-- start Material supplied --

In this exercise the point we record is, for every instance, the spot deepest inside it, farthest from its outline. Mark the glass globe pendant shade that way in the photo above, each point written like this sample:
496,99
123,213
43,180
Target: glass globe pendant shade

-- end Material supplied --

■ **Given request**: Copy out the entries above again, character for character, keeping every line in its original order.

■ **Correct answer**:
In this exercise the point we record is, for every instance, the spot deepest inside it, farthest from its outline. Mark the glass globe pendant shade that way in the photo above, each point written like this sample:
496,99
123,213
43,180
Target: glass globe pendant shade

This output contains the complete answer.